%%

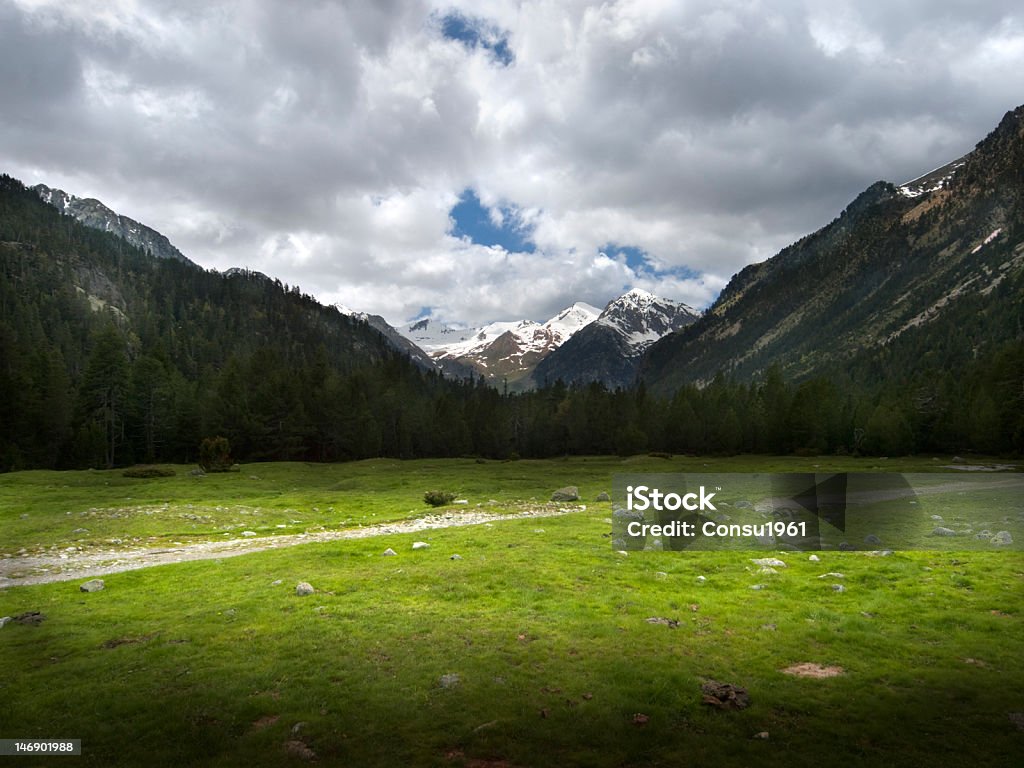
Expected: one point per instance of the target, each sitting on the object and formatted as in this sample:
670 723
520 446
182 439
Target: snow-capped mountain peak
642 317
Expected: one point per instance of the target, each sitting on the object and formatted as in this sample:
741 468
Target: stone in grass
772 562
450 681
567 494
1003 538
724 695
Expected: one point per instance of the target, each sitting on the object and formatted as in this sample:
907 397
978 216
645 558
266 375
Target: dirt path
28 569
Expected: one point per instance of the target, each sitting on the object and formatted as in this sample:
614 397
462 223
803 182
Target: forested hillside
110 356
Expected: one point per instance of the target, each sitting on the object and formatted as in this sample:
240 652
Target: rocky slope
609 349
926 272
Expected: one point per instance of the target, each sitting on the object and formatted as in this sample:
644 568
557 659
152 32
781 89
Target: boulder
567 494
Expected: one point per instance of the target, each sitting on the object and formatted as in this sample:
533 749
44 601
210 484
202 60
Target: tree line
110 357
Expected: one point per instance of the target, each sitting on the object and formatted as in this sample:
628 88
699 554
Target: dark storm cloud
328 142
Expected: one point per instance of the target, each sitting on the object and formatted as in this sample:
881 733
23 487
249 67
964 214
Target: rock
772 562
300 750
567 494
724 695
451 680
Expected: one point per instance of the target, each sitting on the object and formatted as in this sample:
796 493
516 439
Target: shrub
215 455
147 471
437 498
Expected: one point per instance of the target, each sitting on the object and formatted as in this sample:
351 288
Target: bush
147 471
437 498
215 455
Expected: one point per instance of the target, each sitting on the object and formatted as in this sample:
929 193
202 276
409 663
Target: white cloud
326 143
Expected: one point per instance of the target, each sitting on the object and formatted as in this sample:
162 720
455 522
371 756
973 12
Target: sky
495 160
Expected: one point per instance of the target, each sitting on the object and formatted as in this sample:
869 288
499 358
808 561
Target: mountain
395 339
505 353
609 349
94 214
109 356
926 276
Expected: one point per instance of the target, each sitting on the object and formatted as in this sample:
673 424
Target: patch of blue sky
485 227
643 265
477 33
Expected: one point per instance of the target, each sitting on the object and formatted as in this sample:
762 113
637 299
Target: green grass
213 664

%%

§ **Challenge**
Copy the records above exactly, omitting every picture.

§ **Solution below**
Expected: one point per instance of the target, each sitting on the object and formatted as in this sample:
670 723
520 446
182 439
Target: snow-capped mountain peak
642 317
Expected: one point per instance of the target, each sitting on the object and formatted as in this sample:
741 468
Target: stone in grass
772 562
450 681
567 494
1003 538
724 695
Expected: one point per instance of the target, each sitting on the object and formatted as in this sample:
907 397
978 216
645 558
266 375
Target: dirt path
28 569
Expected: one point per instance of the target, each sitting on the object and formatted as in this sample:
614 397
462 223
803 182
Target: forested hillside
110 356
Expected: one point per instance of the target, each sitting on the object and formatted as in this sample:
240 652
Target: rocky slope
609 349
926 272
Expected: one point per instance of the target, each sitting on the object and formatted as in this sample:
644 568
557 659
152 32
781 89
Target: boulder
567 494
Expected: one point per instance of the target, each sitting on the object and formatted as in this sample:
533 749
44 601
210 484
202 60
Target: tree line
110 357
Expected: one point per instance of the target, each sitting on the object and formatted as in this sample:
628 88
699 554
Target: dark storm cloud
328 142
Expected: one point per instance of the target, each sitting on the object and formatted as in this sample:
881 733
23 487
249 67
964 214
Target: rock
772 562
300 750
567 494
724 695
451 680
Expected: one point per instance of the target, each sitting on the object and formatted as in this sample:
796 493
516 439
Target: shrub
215 455
147 471
437 498
Expected: one point per instance of the target, each sitting on the object and formatted as in this sample:
351 288
Target: bush
147 471
437 498
215 455
Expected: one point per instance of the target, each sitting on the object and formatted as in this sample:
929 193
202 276
409 663
Target: white cloud
326 143
Expected: one point per instance of the target, each sitting on the object and formatted as in this sample:
162 720
455 522
371 756
973 12
Target: sky
495 160
Expected: one point per instance of the target, each sitting on the object and formatted as in this sample:
869 288
499 358
808 561
Target: mountain
395 339
505 353
609 349
94 214
109 356
926 276
Expected: one point per instance of the target, each sitting on the object and formatted as in this sample:
673 424
Target: patch of blue sky
485 227
643 265
477 33
Expected: one point per instance of the target, each sitting on the object and formatted as in this sample:
762 113
637 299
Target: green grass
213 664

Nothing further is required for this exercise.